[[ Material for the task open ]]

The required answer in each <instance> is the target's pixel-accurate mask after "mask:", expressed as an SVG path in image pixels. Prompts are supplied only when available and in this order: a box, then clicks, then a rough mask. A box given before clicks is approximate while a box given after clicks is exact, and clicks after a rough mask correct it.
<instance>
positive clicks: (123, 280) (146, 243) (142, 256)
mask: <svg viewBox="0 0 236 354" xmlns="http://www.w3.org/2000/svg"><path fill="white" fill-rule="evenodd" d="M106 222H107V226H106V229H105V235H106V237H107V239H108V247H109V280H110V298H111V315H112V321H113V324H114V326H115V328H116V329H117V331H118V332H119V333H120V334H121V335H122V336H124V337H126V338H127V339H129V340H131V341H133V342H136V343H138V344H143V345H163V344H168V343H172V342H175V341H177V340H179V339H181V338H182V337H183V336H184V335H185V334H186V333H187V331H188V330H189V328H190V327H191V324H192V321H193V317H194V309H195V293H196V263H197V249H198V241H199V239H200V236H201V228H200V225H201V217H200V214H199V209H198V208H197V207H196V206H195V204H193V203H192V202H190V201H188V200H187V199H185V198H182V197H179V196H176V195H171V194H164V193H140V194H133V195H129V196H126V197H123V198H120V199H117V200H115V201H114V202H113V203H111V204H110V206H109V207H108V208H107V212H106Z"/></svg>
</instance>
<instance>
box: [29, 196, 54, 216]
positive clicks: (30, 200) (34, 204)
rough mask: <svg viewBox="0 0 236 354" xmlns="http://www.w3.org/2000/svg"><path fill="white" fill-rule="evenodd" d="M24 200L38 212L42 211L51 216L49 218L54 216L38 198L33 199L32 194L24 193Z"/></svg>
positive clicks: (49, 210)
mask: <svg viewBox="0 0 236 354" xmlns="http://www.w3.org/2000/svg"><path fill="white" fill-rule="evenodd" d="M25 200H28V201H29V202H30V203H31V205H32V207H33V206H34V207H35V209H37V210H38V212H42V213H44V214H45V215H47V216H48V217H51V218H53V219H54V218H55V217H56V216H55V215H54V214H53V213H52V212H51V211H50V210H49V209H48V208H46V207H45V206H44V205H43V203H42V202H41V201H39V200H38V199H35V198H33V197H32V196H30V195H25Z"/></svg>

[[ Material for the task closed ]]

:: Exercise brief ::
In full and word for word, reproduce the data above.

:: Written answer ::
The required answer in each <instance> is the target's pixel-accurate mask after "mask:", expressed as an SVG path in image pixels. Prompts are supplied only when available and in this order: a box, then clicks, then a rough mask. A box given before clicks is approximate while a box given after clicks is exact, and clicks after a rough mask correct it.
<instance>
positive clicks: (123, 280) (146, 243) (142, 256)
mask: <svg viewBox="0 0 236 354" xmlns="http://www.w3.org/2000/svg"><path fill="white" fill-rule="evenodd" d="M106 222H107V226H106V229H105V235H106V237H107V239H108V247H109V280H110V298H111V315H112V321H113V324H114V326H115V328H116V329H117V331H118V332H119V333H120V334H121V335H122V336H124V337H126V338H127V339H129V340H131V341H133V342H136V343H138V344H143V345H163V344H168V343H172V342H175V341H177V340H179V339H181V338H182V337H183V336H184V335H185V334H186V333H187V331H188V330H189V328H190V327H191V324H192V321H193V317H194V309H195V293H196V263H197V249H198V241H199V239H200V236H201V228H200V225H201V217H200V214H199V209H198V208H197V207H196V206H195V204H193V203H192V202H190V201H188V200H187V199H185V198H182V197H179V196H176V195H171V194H164V193H140V194H133V195H129V196H126V197H123V198H120V199H117V200H115V201H114V202H113V203H111V204H110V206H109V207H108V208H107V212H106Z"/></svg>
</instance>
<instance>
box: [29, 196, 54, 216]
positive clicks: (30, 200) (34, 204)
rough mask: <svg viewBox="0 0 236 354" xmlns="http://www.w3.org/2000/svg"><path fill="white" fill-rule="evenodd" d="M24 200L38 212L42 211L51 216L49 218L54 216L38 198L33 199L32 194L24 193Z"/></svg>
positive clicks: (49, 210)
mask: <svg viewBox="0 0 236 354" xmlns="http://www.w3.org/2000/svg"><path fill="white" fill-rule="evenodd" d="M25 200H28V201H29V202H30V203H31V205H32V207H33V206H34V207H35V209H37V210H38V212H42V213H44V214H45V215H47V216H48V217H51V218H53V219H54V218H55V217H56V216H55V215H54V214H53V213H52V212H51V211H50V210H49V209H48V208H46V207H45V206H44V205H43V203H42V202H41V201H39V200H38V199H35V198H33V197H32V196H30V195H25Z"/></svg>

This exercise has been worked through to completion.